*** Begin section ***

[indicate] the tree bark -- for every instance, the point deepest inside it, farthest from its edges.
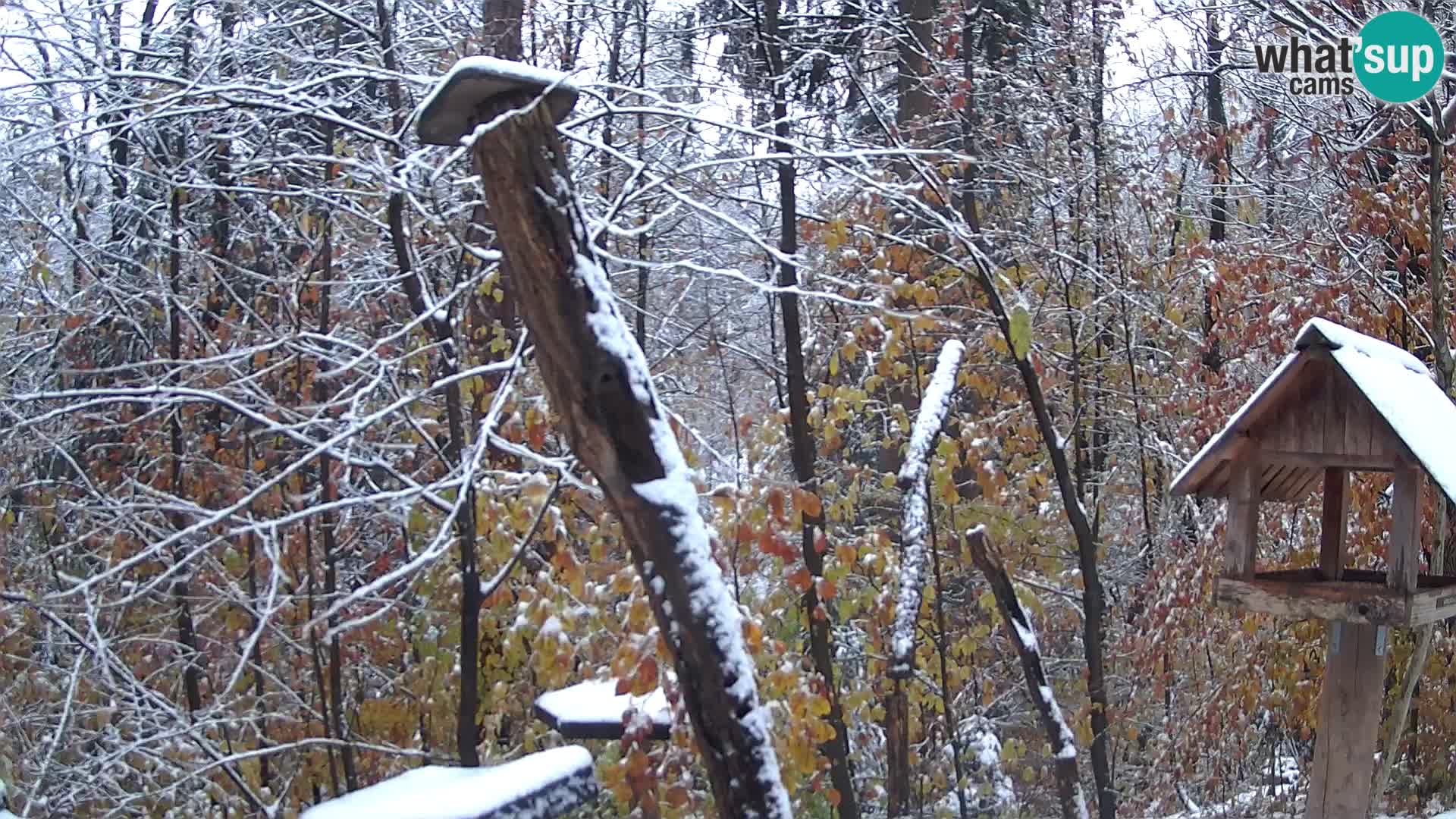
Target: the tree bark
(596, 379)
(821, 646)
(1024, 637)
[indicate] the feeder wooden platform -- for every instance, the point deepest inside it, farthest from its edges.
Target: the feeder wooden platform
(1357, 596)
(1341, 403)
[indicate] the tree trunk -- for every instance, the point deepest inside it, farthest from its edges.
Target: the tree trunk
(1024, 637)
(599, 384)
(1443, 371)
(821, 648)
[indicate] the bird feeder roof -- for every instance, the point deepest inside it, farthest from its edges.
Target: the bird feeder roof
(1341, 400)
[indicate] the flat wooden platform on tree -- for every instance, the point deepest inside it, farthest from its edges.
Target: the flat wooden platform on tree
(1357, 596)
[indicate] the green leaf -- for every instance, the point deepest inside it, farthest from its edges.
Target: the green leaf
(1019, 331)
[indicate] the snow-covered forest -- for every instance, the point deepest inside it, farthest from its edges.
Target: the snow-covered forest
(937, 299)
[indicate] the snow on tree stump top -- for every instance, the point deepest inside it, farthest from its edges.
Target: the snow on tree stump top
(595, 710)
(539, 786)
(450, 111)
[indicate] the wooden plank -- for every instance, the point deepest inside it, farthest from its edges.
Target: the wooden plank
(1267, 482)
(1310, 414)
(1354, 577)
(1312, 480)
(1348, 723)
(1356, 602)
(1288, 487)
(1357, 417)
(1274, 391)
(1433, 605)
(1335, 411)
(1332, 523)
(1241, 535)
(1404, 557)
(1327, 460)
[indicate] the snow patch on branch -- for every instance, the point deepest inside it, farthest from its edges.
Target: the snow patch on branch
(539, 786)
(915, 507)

*** End section ***
*** Begin section ***

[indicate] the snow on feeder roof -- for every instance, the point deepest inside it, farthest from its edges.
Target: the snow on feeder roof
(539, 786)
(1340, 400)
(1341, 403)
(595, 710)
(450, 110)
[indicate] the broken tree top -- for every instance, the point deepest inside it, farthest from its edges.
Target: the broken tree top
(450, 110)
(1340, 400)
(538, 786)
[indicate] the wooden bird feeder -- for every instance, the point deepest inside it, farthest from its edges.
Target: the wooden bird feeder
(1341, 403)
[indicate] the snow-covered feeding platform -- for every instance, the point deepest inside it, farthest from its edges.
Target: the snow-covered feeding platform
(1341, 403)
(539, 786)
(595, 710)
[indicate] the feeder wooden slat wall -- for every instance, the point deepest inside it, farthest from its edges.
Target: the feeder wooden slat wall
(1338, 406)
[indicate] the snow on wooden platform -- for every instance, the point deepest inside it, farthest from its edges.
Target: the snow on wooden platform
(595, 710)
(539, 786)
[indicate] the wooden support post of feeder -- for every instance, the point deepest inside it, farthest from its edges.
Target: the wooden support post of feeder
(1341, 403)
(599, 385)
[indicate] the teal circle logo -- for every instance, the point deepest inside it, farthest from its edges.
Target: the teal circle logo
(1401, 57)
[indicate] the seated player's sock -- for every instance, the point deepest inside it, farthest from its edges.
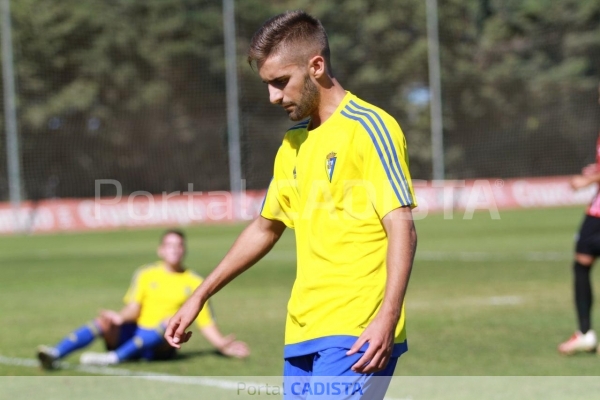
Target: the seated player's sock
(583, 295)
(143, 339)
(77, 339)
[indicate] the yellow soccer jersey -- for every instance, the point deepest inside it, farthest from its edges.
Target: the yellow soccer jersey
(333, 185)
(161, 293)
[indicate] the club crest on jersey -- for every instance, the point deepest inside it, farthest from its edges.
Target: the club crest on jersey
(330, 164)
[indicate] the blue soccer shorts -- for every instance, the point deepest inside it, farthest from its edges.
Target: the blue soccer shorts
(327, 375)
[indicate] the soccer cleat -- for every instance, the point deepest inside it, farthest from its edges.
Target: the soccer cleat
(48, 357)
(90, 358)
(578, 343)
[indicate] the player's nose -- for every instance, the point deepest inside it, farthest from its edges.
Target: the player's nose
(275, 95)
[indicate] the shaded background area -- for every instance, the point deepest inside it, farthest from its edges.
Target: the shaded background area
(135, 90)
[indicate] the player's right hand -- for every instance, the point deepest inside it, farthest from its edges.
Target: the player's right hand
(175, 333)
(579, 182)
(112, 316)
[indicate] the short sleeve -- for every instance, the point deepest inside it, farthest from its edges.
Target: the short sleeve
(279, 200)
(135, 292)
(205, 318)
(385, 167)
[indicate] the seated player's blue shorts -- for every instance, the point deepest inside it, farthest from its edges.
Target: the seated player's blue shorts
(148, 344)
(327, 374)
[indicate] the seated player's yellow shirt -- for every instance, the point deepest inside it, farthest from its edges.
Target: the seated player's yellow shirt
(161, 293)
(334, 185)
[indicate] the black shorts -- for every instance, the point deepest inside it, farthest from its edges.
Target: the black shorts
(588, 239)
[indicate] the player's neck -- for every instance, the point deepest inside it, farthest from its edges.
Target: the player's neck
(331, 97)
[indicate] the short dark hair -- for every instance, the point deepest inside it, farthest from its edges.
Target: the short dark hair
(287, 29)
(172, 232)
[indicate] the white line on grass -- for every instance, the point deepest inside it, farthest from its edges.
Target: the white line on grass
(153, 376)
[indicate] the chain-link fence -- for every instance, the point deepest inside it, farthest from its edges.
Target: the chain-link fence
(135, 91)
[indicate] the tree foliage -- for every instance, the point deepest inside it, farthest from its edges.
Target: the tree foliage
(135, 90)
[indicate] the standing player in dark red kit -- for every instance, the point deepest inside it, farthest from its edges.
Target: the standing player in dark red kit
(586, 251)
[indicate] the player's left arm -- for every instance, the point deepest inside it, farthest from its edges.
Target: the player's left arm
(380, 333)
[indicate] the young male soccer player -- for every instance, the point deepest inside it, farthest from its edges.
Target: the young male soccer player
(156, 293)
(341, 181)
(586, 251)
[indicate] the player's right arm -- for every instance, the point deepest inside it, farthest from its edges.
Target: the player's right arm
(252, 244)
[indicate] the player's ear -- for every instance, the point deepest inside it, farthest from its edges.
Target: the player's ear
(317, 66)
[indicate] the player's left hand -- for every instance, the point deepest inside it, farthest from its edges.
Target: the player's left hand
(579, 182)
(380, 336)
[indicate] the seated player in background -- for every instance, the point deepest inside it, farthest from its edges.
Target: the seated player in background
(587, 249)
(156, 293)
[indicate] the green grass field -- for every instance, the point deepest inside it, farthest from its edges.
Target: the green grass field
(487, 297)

*** End section ***
*** Begin section ***

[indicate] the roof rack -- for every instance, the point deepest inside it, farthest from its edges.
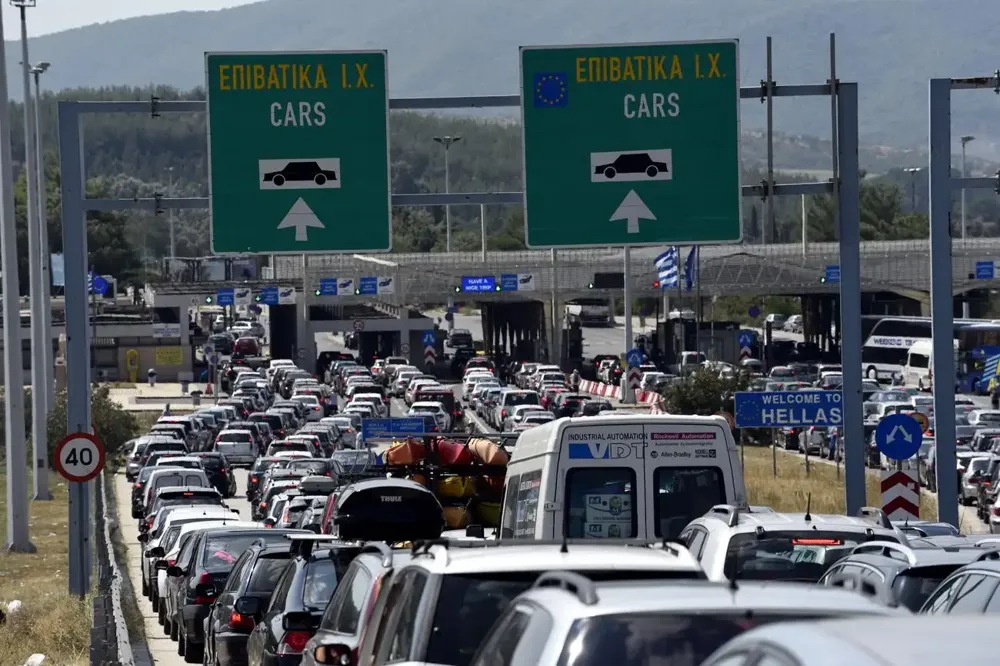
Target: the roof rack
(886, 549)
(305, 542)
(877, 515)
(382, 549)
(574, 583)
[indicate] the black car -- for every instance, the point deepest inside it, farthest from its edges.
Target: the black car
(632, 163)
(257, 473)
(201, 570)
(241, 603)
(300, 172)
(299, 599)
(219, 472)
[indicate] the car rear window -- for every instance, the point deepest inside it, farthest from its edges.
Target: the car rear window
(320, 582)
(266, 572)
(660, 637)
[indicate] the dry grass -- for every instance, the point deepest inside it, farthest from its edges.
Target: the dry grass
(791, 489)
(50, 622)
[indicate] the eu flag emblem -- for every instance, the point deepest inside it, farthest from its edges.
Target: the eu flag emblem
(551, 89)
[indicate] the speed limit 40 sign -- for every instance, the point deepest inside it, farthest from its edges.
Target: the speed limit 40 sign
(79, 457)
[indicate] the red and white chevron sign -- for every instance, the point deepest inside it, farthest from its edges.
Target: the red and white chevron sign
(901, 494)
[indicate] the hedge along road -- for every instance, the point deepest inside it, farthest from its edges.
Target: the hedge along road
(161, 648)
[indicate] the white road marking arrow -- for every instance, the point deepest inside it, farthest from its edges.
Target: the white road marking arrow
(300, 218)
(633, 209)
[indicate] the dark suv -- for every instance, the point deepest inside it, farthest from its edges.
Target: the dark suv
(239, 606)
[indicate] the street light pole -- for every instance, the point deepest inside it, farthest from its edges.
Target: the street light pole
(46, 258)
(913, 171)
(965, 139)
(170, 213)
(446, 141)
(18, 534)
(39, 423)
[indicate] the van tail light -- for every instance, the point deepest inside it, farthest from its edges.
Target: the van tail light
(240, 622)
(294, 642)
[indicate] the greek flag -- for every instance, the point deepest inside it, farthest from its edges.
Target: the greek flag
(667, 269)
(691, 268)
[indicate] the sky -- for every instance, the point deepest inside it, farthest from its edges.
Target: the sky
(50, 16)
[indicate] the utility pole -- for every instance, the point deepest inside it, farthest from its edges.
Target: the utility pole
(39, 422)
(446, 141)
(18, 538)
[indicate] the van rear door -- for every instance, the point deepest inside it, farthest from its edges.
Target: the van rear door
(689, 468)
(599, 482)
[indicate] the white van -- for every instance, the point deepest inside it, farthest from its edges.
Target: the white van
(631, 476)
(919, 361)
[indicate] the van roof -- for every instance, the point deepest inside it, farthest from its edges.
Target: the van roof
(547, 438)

*** End section ***

[Goal of the exercise]
Give an exact copy of the lines above from the line with "[indicate] the flat" up to and including the line with "[indicate] the wooden plank", and leave everything else out.

[Solution for this task]
[indicate] the flat wooden platform on tree -- for every instance, the point deepest inside it, farthest from its edges.
Target: the flat wooden platform on tree
(1357, 596)
[indicate] the green leaf -- for every instance, the point deepest inside it, farthest from its edges.
Target: the green leaf
(1019, 331)
[indicate] the snow-covered forest -- for every instance, the point deepest inside it, farthest from its edges.
Target: the snow-covered forest
(937, 299)
[indicate] the snow on tree stump top -- for every instance, the point deepest inside it, farthest from its edges.
Target: the snow on tree stump top
(595, 710)
(539, 786)
(450, 111)
[indicate] the wooden plank -- for every instance, the point deepest inside it, farthest from its edges.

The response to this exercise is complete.